— START OF Material for this exercise —

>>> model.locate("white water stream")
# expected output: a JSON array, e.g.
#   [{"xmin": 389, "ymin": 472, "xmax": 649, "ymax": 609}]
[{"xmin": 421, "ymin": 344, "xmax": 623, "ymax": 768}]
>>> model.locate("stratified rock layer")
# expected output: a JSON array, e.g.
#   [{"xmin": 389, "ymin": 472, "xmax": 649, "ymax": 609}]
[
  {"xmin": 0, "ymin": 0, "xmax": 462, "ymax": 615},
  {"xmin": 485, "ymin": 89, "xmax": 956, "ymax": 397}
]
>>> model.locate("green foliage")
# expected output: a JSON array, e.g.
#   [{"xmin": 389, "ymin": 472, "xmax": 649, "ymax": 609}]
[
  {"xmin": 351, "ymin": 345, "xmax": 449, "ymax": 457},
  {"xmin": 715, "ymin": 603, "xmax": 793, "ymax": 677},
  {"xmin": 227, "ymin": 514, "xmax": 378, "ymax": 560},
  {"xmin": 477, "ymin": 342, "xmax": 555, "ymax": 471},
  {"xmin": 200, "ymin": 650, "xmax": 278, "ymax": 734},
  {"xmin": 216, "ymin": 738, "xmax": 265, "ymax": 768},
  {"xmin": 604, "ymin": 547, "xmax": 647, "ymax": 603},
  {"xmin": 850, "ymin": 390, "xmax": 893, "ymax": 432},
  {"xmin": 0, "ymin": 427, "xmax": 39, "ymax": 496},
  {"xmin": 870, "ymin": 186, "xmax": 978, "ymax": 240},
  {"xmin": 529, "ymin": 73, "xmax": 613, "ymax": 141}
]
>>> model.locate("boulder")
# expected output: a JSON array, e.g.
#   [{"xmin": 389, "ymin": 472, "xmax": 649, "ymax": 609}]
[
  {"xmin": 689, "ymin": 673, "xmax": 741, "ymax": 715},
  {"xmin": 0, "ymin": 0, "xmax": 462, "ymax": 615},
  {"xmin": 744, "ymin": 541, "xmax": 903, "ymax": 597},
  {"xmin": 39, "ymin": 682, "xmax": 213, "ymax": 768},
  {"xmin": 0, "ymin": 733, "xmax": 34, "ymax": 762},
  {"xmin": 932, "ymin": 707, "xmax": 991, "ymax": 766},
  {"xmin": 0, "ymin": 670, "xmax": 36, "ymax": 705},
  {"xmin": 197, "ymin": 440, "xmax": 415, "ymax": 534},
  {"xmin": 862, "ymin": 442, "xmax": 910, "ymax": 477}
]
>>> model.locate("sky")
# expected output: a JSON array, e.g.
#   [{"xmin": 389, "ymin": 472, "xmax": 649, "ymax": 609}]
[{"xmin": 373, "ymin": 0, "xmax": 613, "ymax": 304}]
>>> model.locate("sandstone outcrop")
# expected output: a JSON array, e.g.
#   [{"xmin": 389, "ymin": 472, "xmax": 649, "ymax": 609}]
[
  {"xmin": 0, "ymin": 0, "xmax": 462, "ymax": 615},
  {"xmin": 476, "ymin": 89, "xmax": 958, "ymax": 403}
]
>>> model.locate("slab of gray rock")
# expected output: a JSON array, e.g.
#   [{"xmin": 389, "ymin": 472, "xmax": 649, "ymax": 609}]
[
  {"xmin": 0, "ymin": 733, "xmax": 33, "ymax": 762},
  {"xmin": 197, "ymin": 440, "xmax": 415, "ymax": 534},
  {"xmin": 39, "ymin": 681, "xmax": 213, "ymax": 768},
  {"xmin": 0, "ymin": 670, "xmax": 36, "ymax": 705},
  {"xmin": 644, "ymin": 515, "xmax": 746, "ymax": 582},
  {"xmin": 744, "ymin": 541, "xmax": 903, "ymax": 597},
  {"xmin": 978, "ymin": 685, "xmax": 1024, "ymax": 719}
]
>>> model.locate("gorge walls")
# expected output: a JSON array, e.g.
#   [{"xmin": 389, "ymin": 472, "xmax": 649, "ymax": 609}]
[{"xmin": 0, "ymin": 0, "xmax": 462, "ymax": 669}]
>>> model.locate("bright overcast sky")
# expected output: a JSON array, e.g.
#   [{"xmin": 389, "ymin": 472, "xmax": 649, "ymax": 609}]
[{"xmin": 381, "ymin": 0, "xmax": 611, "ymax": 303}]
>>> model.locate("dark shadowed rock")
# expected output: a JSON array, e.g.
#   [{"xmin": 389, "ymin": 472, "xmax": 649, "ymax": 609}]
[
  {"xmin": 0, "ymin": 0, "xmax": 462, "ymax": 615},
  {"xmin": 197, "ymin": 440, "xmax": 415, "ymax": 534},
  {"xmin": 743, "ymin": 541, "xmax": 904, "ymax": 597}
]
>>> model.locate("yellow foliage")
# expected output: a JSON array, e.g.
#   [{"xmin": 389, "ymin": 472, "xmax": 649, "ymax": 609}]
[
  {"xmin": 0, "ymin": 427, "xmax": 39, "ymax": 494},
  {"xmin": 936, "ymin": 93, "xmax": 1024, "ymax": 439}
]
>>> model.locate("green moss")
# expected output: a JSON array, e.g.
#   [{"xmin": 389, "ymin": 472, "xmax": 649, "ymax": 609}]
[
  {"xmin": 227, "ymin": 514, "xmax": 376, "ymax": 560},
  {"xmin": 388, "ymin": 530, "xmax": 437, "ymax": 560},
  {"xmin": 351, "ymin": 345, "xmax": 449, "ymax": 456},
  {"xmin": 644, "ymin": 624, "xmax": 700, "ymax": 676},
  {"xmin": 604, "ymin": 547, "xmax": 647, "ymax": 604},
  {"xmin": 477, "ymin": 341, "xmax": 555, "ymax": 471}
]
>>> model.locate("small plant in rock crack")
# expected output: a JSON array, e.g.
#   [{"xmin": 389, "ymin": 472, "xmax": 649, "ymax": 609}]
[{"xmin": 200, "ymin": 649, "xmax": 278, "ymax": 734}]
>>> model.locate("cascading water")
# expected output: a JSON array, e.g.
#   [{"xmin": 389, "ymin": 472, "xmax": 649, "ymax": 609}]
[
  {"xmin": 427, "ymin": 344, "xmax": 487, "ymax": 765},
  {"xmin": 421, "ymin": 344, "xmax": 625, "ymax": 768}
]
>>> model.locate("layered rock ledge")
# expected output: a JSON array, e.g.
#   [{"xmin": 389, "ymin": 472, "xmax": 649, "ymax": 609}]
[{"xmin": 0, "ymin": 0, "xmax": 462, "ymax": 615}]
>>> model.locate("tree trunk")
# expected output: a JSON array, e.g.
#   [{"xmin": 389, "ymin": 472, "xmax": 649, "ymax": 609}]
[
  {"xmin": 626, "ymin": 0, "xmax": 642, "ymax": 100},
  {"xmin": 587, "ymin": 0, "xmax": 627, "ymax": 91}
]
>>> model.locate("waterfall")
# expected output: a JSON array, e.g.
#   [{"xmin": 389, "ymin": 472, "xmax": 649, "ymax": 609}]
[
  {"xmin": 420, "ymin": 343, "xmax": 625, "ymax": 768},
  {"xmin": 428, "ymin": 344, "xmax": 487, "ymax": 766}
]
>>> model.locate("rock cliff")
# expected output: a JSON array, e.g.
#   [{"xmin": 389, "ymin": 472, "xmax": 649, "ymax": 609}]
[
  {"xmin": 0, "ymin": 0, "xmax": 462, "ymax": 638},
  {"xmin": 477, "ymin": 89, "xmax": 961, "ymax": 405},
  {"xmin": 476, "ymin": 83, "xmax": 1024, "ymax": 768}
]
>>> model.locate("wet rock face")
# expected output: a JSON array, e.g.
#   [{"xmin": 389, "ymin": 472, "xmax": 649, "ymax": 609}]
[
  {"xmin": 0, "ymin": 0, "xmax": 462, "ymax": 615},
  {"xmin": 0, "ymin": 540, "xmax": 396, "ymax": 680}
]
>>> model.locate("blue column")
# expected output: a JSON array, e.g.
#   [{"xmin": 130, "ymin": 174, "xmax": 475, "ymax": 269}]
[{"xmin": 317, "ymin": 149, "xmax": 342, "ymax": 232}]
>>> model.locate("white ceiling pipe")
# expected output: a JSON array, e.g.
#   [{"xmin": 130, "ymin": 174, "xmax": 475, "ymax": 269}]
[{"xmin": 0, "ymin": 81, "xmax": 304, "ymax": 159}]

— END OF Material for this exercise —

- _Your task_:
Count the lines in the listing above that contain the string "foliage". Give only the number.

- _Written solution_:
2